▸ **GIVEN PROBLEM**: Starting with the line containing "Annotation checklist — step 3: locate the leafy" and going on through the line containing "[0,232,86,400]", repeat those lines with "leafy shrub" swapped for "flowering bush", leaving everything else as it is.

▸ **INPUT DATA**:
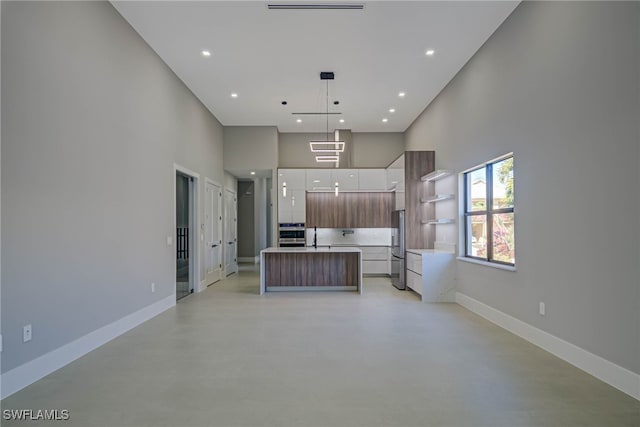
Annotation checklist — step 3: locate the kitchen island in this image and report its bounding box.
[260,247,362,295]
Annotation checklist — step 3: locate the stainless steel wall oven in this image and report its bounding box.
[278,222,306,248]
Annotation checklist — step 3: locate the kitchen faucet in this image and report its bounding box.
[313,226,318,249]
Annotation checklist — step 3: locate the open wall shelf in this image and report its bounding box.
[422,218,456,225]
[420,169,452,182]
[420,194,455,203]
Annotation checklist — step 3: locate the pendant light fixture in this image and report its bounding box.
[309,71,345,167]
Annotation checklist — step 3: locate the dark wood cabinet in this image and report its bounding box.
[306,192,394,228]
[262,251,360,287]
[404,151,436,249]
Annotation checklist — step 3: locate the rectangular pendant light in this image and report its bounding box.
[316,155,340,162]
[267,3,364,10]
[309,141,344,153]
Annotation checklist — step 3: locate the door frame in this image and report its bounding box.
[222,187,238,277]
[208,177,226,288]
[171,163,203,297]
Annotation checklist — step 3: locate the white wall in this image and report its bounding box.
[224,126,278,253]
[0,0,4,382]
[1,2,224,372]
[406,2,640,373]
[278,131,405,168]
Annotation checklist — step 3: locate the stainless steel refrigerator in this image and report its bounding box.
[391,210,407,290]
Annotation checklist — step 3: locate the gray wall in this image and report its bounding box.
[238,181,256,258]
[406,2,640,373]
[224,126,278,172]
[1,2,223,372]
[351,132,404,168]
[253,178,268,256]
[278,132,405,168]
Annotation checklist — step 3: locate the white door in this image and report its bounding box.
[224,189,238,276]
[204,179,223,285]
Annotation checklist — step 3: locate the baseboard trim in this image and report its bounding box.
[0,294,176,399]
[456,292,640,400]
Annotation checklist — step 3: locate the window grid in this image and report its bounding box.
[464,156,515,266]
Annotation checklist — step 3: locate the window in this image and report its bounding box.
[464,154,516,265]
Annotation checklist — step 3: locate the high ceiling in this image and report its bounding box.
[112,1,518,132]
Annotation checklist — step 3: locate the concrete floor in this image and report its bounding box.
[2,269,640,427]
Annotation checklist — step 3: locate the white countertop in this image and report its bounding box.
[260,246,362,254]
[407,249,455,255]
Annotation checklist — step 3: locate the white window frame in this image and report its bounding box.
[457,152,517,271]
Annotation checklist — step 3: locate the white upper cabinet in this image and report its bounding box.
[276,169,307,226]
[290,190,306,222]
[358,169,387,191]
[306,169,335,191]
[331,169,360,191]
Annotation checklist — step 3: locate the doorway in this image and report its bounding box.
[224,188,238,276]
[175,170,196,300]
[204,178,224,285]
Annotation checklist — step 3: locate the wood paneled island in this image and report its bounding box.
[260,247,362,295]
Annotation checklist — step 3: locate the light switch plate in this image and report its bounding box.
[22,324,31,342]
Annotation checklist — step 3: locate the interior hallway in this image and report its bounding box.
[2,266,640,427]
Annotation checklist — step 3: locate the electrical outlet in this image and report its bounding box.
[22,325,31,342]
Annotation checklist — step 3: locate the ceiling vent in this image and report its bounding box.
[267,3,364,10]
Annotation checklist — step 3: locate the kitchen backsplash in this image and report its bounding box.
[305,228,391,246]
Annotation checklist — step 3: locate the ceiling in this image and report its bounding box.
[112,1,518,132]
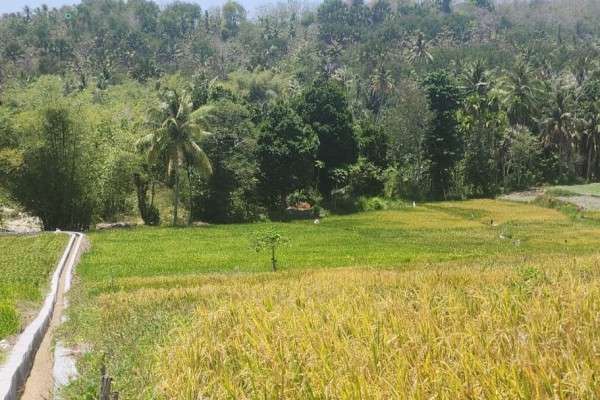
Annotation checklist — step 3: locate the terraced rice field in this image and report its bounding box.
[0,234,68,340]
[62,200,600,399]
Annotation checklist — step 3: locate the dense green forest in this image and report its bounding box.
[0,0,600,229]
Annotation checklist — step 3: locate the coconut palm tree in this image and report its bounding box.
[408,32,433,65]
[540,82,576,170]
[139,90,212,226]
[369,63,394,114]
[578,101,600,181]
[461,59,491,95]
[499,61,541,128]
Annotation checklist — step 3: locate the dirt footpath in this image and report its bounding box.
[498,189,600,211]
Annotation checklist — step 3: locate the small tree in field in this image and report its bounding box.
[253,229,289,272]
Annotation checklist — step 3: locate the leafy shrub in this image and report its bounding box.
[144,204,160,226]
[0,303,20,338]
[356,197,406,211]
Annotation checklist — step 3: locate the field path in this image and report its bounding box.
[21,245,68,400]
[0,232,86,400]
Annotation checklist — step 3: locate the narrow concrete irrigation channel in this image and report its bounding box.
[0,232,85,400]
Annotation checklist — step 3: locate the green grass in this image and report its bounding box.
[63,200,600,399]
[546,183,600,196]
[0,234,68,339]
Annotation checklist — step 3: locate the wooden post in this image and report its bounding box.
[100,366,112,400]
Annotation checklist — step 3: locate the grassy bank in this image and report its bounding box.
[0,234,68,339]
[63,200,600,399]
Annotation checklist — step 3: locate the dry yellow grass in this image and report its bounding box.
[63,200,600,400]
[154,257,600,399]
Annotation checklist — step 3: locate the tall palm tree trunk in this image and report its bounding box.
[173,169,179,226]
[187,165,192,226]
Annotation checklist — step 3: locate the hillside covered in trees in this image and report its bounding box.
[0,0,600,229]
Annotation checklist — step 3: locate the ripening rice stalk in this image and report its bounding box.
[153,259,600,399]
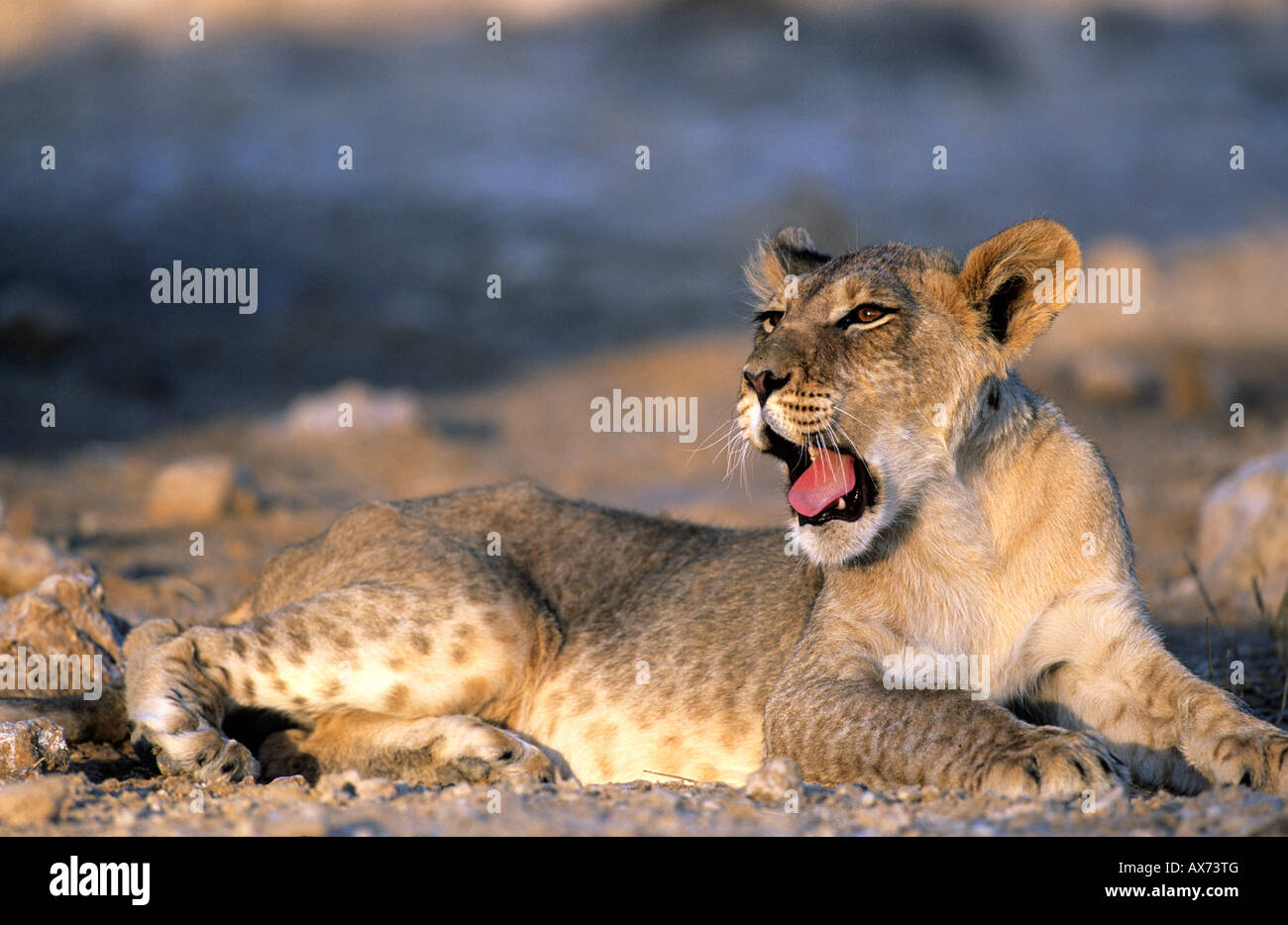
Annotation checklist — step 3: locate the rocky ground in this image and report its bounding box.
[0,228,1288,835]
[0,0,1288,835]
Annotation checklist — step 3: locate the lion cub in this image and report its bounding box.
[126,220,1288,797]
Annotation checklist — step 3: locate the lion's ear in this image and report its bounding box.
[957,219,1082,360]
[744,228,831,301]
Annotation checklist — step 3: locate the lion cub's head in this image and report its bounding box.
[738,219,1081,565]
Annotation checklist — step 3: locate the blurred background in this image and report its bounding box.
[0,0,1288,639]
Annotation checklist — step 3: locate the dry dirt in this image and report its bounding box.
[0,237,1288,835]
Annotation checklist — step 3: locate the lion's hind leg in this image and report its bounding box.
[126,574,561,780]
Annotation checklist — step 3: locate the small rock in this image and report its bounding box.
[313,771,362,802]
[282,382,421,438]
[747,758,804,802]
[259,804,327,839]
[0,776,72,826]
[0,716,71,774]
[358,776,398,800]
[1195,453,1288,614]
[149,456,258,524]
[1064,352,1158,404]
[268,774,309,789]
[0,532,94,598]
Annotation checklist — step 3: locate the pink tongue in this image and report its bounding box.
[787,450,854,517]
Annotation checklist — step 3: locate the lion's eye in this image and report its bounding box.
[756,312,783,334]
[836,301,894,330]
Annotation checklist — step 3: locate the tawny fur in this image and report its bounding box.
[126,220,1288,797]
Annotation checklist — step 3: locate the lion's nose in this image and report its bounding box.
[742,369,787,404]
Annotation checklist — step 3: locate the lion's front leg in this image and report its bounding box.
[765,642,1127,799]
[1027,601,1288,796]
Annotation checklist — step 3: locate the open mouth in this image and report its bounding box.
[768,428,877,527]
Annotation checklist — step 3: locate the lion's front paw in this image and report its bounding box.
[979,727,1128,800]
[1197,724,1288,796]
[125,620,259,783]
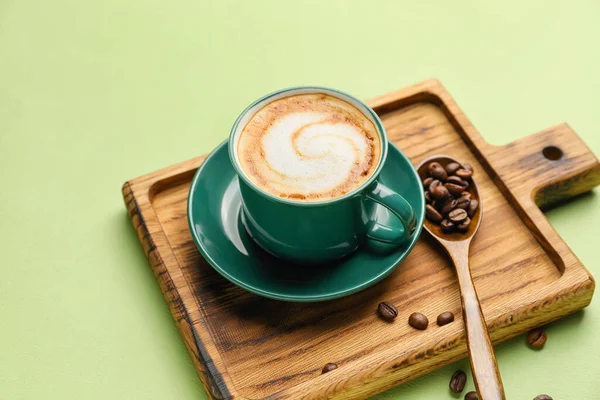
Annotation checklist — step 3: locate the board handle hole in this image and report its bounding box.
[542,146,564,161]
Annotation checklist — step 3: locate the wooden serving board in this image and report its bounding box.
[123,80,600,399]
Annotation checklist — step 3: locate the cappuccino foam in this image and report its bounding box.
[237,93,381,201]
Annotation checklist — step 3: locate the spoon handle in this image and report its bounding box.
[451,247,505,400]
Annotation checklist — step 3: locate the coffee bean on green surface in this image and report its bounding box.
[449,370,467,393]
[408,313,429,331]
[527,328,548,349]
[377,301,398,321]
[321,363,337,374]
[423,161,479,233]
[465,392,479,400]
[437,311,454,326]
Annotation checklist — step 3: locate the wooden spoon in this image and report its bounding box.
[417,156,505,400]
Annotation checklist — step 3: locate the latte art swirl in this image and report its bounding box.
[238,94,380,201]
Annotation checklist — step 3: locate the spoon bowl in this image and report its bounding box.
[417,155,505,400]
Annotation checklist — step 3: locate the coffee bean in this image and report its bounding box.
[456,168,473,179]
[444,183,464,197]
[465,392,479,400]
[467,200,479,218]
[456,196,471,211]
[427,161,443,176]
[446,162,460,175]
[423,177,433,190]
[425,190,433,204]
[448,208,467,224]
[449,370,467,393]
[437,311,454,326]
[527,328,548,349]
[431,166,448,181]
[377,301,398,322]
[429,179,442,193]
[408,313,429,331]
[431,185,450,200]
[321,363,337,374]
[446,175,468,187]
[456,217,471,232]
[440,219,455,233]
[442,199,457,215]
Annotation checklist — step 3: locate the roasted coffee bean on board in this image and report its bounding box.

▸ **WRITTEN RESPONSE**:
Annotation checklist — step 3: locate the flowering bush in this image and report its bounding box.
[144,204,160,226]
[0,303,20,338]
[356,197,406,211]
Annotation checklist — step 3: locate the field path in this image and report its bounding box.
[21,245,68,400]
[0,232,86,400]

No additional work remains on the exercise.